## start EXTRACTED INFORMATION

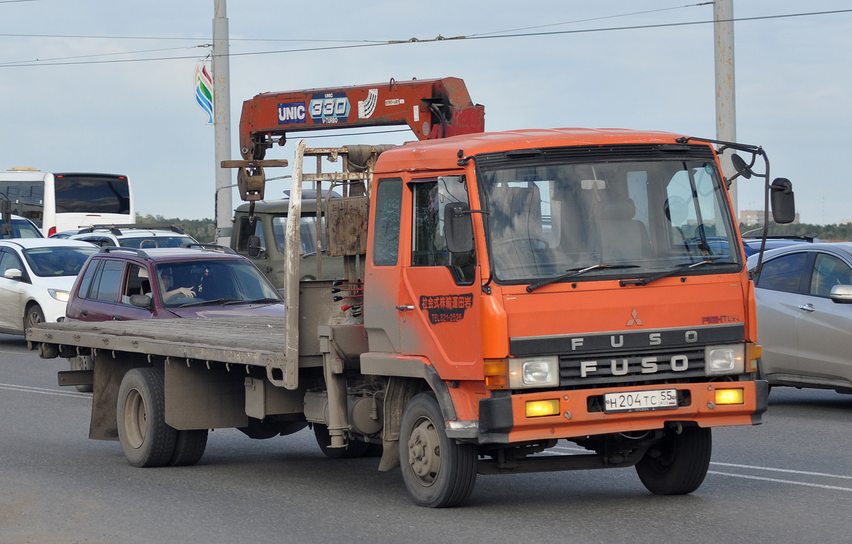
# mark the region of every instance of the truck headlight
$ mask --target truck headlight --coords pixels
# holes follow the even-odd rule
[[[708,346],[704,348],[704,373],[708,376],[746,372],[746,345]]]
[[[68,298],[69,298],[68,297],[68,295],[69,295],[68,291],[60,291],[58,289],[48,289],[48,293],[50,294],[50,296],[54,297],[55,299],[56,299],[60,302],[67,302],[68,301]]]
[[[509,359],[509,387],[555,387],[559,385],[559,358],[521,357]]]

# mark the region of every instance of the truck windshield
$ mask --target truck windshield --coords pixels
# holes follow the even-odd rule
[[[477,157],[495,280],[531,283],[584,268],[567,278],[740,270],[740,249],[710,150],[647,147],[648,157],[634,150],[625,159],[596,162],[567,161],[558,150],[541,153],[556,160]],[[688,267],[708,260],[719,266]]]

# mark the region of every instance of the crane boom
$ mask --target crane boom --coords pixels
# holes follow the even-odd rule
[[[263,93],[243,102],[239,146],[262,159],[288,132],[407,124],[418,140],[485,130],[485,106],[458,77]]]

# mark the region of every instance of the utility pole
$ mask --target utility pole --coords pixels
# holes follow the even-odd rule
[[[231,240],[231,170],[222,162],[231,158],[231,89],[227,17],[225,0],[213,0],[213,123],[216,139],[216,243]]]
[[[716,54],[716,139],[736,141],[736,100],[734,86],[734,0],[716,0],[713,3],[713,37]],[[731,163],[732,150],[722,155],[722,173],[726,178],[736,171]],[[728,189],[734,217],[740,221],[737,203],[737,180]]]

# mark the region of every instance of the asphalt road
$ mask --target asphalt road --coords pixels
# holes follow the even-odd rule
[[[714,430],[690,495],[651,495],[633,469],[480,476],[466,505],[430,510],[308,430],[216,431],[195,467],[131,467],[87,438],[90,396],[56,385],[65,368],[0,335],[0,544],[852,541],[852,396],[833,392],[775,388],[766,423]]]

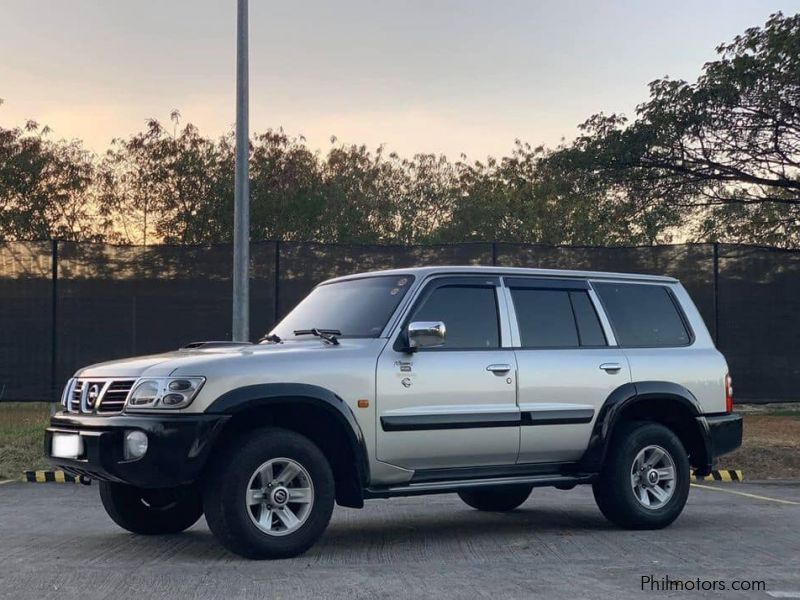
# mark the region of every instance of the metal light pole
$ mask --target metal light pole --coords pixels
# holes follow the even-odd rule
[[[250,339],[250,183],[247,1],[236,7],[236,180],[233,190],[233,339]]]

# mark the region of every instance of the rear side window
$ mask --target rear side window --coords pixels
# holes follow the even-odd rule
[[[585,291],[511,289],[524,348],[604,346],[603,329]]]
[[[444,348],[498,348],[497,297],[494,286],[442,286],[422,301],[412,321],[442,321]]]
[[[662,285],[592,283],[620,346],[686,346],[691,336],[670,291]]]

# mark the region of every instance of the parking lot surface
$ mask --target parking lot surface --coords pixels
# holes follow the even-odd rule
[[[751,496],[693,487],[662,531],[614,528],[585,486],[535,489],[505,514],[455,495],[376,500],[337,507],[304,556],[254,562],[223,550],[203,520],[177,536],[129,534],[96,485],[10,483],[0,485],[0,597],[800,598],[800,484],[712,487]],[[766,590],[643,591],[648,575]]]

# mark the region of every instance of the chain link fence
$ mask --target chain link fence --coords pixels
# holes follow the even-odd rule
[[[265,241],[252,244],[251,258],[253,338],[315,284],[358,271],[438,264],[672,275],[727,357],[739,400],[800,399],[800,251]],[[0,243],[0,401],[56,399],[93,362],[230,339],[232,263],[230,245]]]

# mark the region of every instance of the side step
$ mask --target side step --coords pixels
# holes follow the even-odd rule
[[[558,486],[572,487],[581,483],[591,483],[595,475],[525,475],[519,477],[491,477],[488,479],[460,479],[452,481],[431,481],[408,483],[385,488],[367,488],[365,498],[393,498],[396,496],[421,496],[424,494],[449,494],[460,490],[499,485],[528,484],[534,487]]]

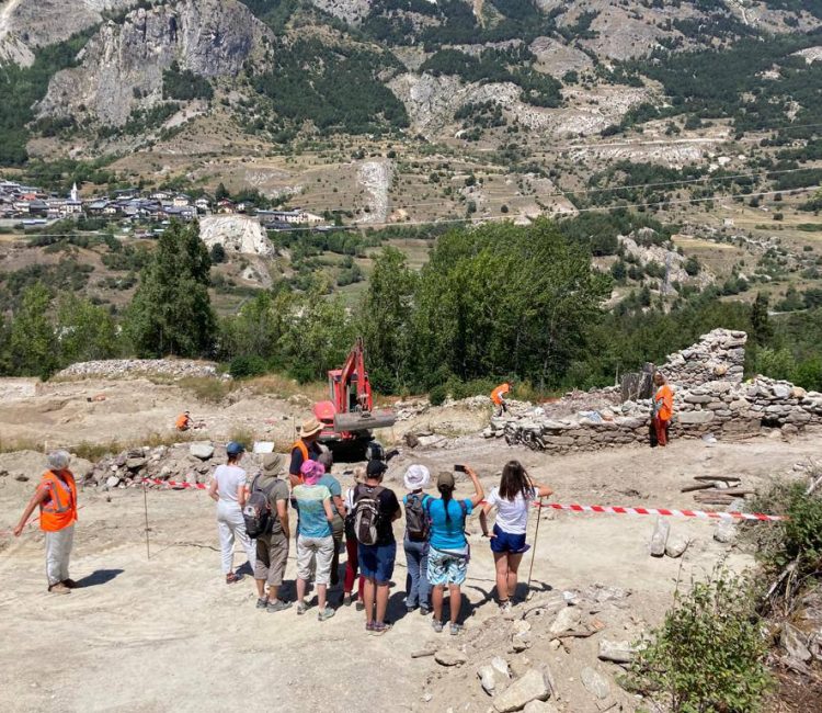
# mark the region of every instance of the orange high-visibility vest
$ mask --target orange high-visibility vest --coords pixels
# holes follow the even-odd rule
[[[491,392],[491,400],[499,406],[502,404],[502,399],[511,391],[511,384],[505,382],[500,384],[494,391]]]
[[[657,389],[653,401],[659,409],[657,416],[662,421],[670,421],[674,415],[674,393],[667,384],[663,384]]]
[[[48,490],[48,499],[39,503],[39,527],[57,532],[77,520],[77,484],[70,471],[61,471],[62,478],[53,471],[43,474],[39,488]]]

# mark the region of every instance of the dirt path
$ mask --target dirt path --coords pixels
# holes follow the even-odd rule
[[[715,448],[675,442],[666,451],[624,449],[549,459],[463,439],[453,449],[403,454],[392,462],[389,477],[396,480],[412,460],[427,462],[435,472],[465,461],[479,467],[490,487],[505,460],[520,457],[536,477],[555,486],[559,501],[684,507],[692,502],[678,487],[694,474],[738,473],[746,484],[762,485],[817,453],[813,439],[787,444],[763,438]],[[5,513],[0,527],[11,523],[23,499],[19,489],[0,490]],[[267,614],[254,609],[249,579],[232,587],[222,584],[213,507],[202,491],[149,494],[150,561],[139,490],[110,496],[89,490],[81,500],[85,507],[72,575],[84,586],[69,597],[45,591],[38,531],[16,541],[0,539],[0,576],[7,582],[0,593],[0,710],[210,711],[237,704],[250,711],[351,711],[363,710],[367,701],[365,710],[441,711],[455,700],[460,710],[488,710],[489,699],[476,681],[455,689],[450,674],[432,658],[411,658],[411,652],[436,635],[419,613],[404,613],[402,554],[389,613],[396,626],[373,637],[353,608],[338,610],[326,623],[317,621],[316,609],[305,616],[294,609]],[[532,542],[535,524],[532,518]],[[672,524],[674,532],[693,539],[682,561],[648,556],[652,518],[546,512],[535,588],[594,582],[629,588],[630,616],[606,620],[609,629],[602,636],[630,638],[661,619],[677,578],[687,581],[692,574],[707,573],[726,556],[735,569],[751,564],[747,555],[716,543],[710,523]],[[469,531],[478,531],[476,519]],[[471,540],[465,587],[472,608],[469,629],[496,616],[488,543],[476,534]],[[294,574],[292,558],[289,581]],[[579,684],[579,668],[596,664],[595,638],[544,661],[553,671],[566,711],[597,710]]]

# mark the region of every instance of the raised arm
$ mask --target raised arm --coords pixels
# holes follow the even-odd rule
[[[473,468],[466,466],[465,472],[467,473],[468,477],[471,478],[471,483],[473,483],[475,493],[473,497],[471,498],[471,505],[476,508],[480,502],[482,502],[482,498],[486,497],[486,491],[482,489],[482,484],[479,482],[479,476]]]

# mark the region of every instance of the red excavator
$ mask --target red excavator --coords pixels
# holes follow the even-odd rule
[[[374,410],[372,385],[365,371],[365,348],[358,337],[342,369],[328,373],[331,400],[315,404],[313,412],[322,426],[320,442],[335,454],[354,452],[359,457],[374,439],[372,430],[388,428],[397,421],[390,409]]]

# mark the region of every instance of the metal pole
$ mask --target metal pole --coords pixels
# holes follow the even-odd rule
[[[530,576],[534,574],[534,559],[537,556],[537,542],[539,542],[539,521],[543,519],[543,498],[539,498],[539,509],[537,510],[537,529],[536,532],[534,532],[534,550],[530,551],[530,567],[528,567],[528,595],[527,598],[530,599],[532,591],[530,591]]]
[[[148,544],[148,483],[145,480],[142,483],[142,509],[146,512],[146,558],[151,559],[151,550]]]

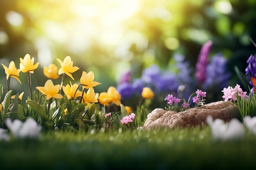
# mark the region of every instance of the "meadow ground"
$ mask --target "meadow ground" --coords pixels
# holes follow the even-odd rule
[[[253,169],[256,137],[213,140],[208,127],[49,132],[0,142],[1,169]]]

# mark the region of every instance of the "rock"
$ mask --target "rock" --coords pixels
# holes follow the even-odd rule
[[[234,117],[238,118],[234,108],[238,109],[237,106],[232,102],[229,103],[217,102],[178,113],[156,108],[148,115],[143,128],[150,129],[158,127],[174,128],[195,126],[207,124],[206,117],[209,115],[213,119],[220,119],[225,121],[228,121]]]

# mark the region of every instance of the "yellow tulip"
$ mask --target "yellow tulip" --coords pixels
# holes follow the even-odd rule
[[[20,100],[22,100],[22,97],[23,97],[24,94],[24,92],[23,92],[21,93],[20,93],[20,95],[19,95],[19,99],[20,99]],[[14,99],[14,97],[15,97],[15,96],[16,95],[13,95],[13,96],[11,96],[11,98],[12,99]]]
[[[32,57],[30,59],[30,55],[27,54],[23,59],[20,58],[20,68],[21,70],[21,71],[23,73],[26,73],[29,71],[31,73],[34,73],[34,70],[36,69],[39,64],[39,62],[38,62],[34,65],[34,58]]]
[[[145,99],[150,99],[154,97],[155,94],[149,87],[144,87],[141,93],[141,96]]]
[[[70,82],[70,86],[69,84],[67,84],[67,86],[62,86],[63,92],[65,94],[65,95],[67,95],[67,99],[69,100],[71,98],[73,98],[74,95],[75,94],[75,93],[76,92],[76,90],[79,86],[79,85],[77,84],[74,84],[72,85],[72,84],[71,84],[71,82]],[[76,91],[76,95],[75,95],[74,99],[76,99],[76,98],[80,96],[81,94],[81,91],[80,91],[79,90],[77,90],[77,91]]]
[[[132,113],[132,109],[130,107],[128,106],[124,106],[124,108],[126,110],[126,111],[127,112],[128,115],[130,115]]]
[[[49,100],[52,97],[56,99],[60,99],[63,96],[58,93],[60,90],[60,85],[58,84],[54,86],[52,83],[52,80],[48,79],[46,81],[43,87],[36,87],[40,92],[46,96],[46,99]]]
[[[44,74],[49,79],[58,79],[60,76],[58,74],[58,67],[54,64],[51,64],[47,67],[45,66],[43,68]]]
[[[19,73],[21,70],[20,69],[17,69],[15,66],[15,64],[13,61],[11,61],[9,64],[9,67],[8,68],[2,64],[2,65],[4,67],[4,69],[5,71],[5,74],[6,74],[6,79],[8,79],[9,76],[13,77],[15,79],[19,81],[20,83],[21,84],[20,80],[18,77],[18,76],[20,76]]]
[[[108,88],[107,92],[102,92],[100,94],[99,100],[101,104],[105,104],[107,106],[110,102],[119,106],[121,103],[121,95],[116,88],[111,86]]]
[[[78,70],[79,68],[76,66],[73,66],[73,62],[71,61],[71,58],[70,56],[67,56],[63,60],[63,62],[57,58],[57,61],[61,64],[61,68],[58,70],[58,75],[65,73],[70,77],[74,80],[74,77],[71,73]]]
[[[83,100],[84,103],[87,104],[87,106],[91,104],[91,103],[97,103],[98,102],[98,97],[99,93],[95,93],[94,92],[93,88],[91,87],[89,89],[87,92],[85,93],[83,96]]]
[[[101,84],[99,82],[94,82],[93,80],[94,80],[94,73],[92,71],[90,71],[88,73],[85,71],[83,72],[82,76],[80,78],[80,83],[83,84],[83,88],[88,89]]]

## end EXTRACTED INFORMATION

▶ TASK TO COMPLETE
Report every line of the data above that contains the string "crane", matching case exactly.

▶ THE REPLY
# mark the region of every instance of the crane boom
$ mask --target crane boom --coords pixels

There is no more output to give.